─── Selected text ───

Table top trees
Table top trees

Christmas trees, and some alternatives

Christmas gives an opportunity to bring nature into the house and enjoy the benefits of evergreen foliage.

These include indoor air-purification, avoiding waste and plastic trees, and the possibility of adding the tree to your garden post-Christmas. You could even nurture your tree in a container outside and keep it healthy and strong, ready for next Christmas.

In Portugal, the tradition of having a pine tree goes back to the 19th century. King Fernando II installed a decorated Christmas tree (to remind him of his German childhood) in 1844 in Lisbon and started the trend, much as Queen Victoria did in the UK.

However, in the past, trees were cut from the forest; nowadays this practice is no longer allowed given the environmental unsustainability it represents. Now there are commercial farms for different species that guarantee beautiful specimens and a sustainable environmental practice: for each tree felled, another is planted in its place.

Artificial trees have their fans, but there are more and more people who prefer the use of live trees, with roots, which can be replanted after the festivities. For this to be possible, do not forget that the traditional conifers and firs are outdoor plants from cold climates, so these trees are not always suitable for outside planting in our Algarve climate.

Araucaria decorated
Araucaria decorated

Pine, spruce and fir trees are usually on sale because they are the easiest to cultivate and the fastest to grow and they fit the traditional stereotype for a Christmas tree.

Although associated with northern Europe, bringing evergreen foliage into the house during the winter solstice predates Christianity and is one of the oldest traditions we have.

Around the Mediterranean, Ancient Egyptians brought palm leaves into their homes during the winter solstice to celebrate life’s triumph over death. At the same time, Romans would bring boughs and branches into their homes to celebrate Saturnalia in the latter half of December.

If you are unsure whether to choose a natural or artificial tree, remember, producing a plastic and metal tree is highly polluting and it cannot be recycled. In turn, after Christmas, if you cannot replant your natural tree, city councils usually collect green waste for recycling.

─── Dataset ───

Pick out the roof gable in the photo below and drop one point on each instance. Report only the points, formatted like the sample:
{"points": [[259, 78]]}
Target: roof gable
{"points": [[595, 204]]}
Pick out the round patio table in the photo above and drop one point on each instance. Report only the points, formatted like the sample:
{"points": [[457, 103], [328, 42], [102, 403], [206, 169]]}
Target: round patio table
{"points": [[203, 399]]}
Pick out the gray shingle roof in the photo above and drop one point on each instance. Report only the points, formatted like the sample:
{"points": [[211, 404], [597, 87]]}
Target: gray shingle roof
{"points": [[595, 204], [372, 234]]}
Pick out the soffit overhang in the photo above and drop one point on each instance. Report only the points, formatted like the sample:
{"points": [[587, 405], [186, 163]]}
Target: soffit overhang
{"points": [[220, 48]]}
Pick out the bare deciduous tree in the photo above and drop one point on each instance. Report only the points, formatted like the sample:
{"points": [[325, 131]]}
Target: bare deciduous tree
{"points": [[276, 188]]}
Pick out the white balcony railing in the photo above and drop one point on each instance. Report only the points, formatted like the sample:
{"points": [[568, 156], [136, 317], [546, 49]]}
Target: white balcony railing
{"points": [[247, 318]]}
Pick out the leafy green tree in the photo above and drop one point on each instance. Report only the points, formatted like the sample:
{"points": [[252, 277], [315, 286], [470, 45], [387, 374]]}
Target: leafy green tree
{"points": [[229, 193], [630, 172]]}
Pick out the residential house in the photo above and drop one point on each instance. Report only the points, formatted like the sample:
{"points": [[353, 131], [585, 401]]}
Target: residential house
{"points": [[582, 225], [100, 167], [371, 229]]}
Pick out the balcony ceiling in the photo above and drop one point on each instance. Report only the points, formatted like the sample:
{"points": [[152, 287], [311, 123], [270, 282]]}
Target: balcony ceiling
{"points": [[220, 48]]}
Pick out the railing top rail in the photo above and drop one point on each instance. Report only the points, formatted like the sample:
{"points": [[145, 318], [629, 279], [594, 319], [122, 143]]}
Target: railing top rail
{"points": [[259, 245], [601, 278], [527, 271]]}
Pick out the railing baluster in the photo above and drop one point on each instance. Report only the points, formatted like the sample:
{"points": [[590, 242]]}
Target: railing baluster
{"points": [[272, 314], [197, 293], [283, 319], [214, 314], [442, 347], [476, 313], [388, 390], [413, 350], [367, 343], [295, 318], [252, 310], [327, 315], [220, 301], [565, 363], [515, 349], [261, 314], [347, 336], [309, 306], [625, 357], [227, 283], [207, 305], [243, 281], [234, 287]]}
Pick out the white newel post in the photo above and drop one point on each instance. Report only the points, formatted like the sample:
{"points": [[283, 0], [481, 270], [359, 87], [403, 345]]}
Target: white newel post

───

**What you will do:**
(1) According to the Christmas trees article, who set up a decorated Christmas tree in Lisbon in 1844?
(2) Write what comes next in the Christmas trees article, continuing from its final sentence.

**Task results:**
(1) King Fernando II

(2)
To escape the traditional, there are those who prefer to buy junipers (Juniperus communis) or false cypresses (Chamaecyparis lawsoniana), which provide pungent aromas and a different form of decoration. Tabletop aromatic herbs, large agave stems and bare branches can all be decorated in a festive style.

Fortunately, there are many alternatives to the evergreen conifers. Here are some suggestions for your Christmas tree this festive season.

Podocarpus and Araucaria trees
Podocarpus and Araucaria trees

Norfolk Island pine (Araucaria heterophylla) 

This tree is perhaps the most similar to the standard Christmas tree in appearance, with its conical form and evenly spaced branches. You may have seen it growing along the coast in the Algarve as it thrives in deep sand and has a high tolerance of salt and wind. However, the young trees are also very suitable for indoors and are often grown in pots as houseplants. These trees suffer in prolonged periods of cold and prefer bright, mostly indirect light. They require little maintenance, surviving indoors for years until ready to be planted outside.

Weeping fig (Ficus benjamina)

This is a popular house plant and can reach a good size indoors. Maybe you already have one as a house plant and can transform its appearance for the festive season with decorations and lights.

Butterfly palm (Chrysalidocarpus lutescens)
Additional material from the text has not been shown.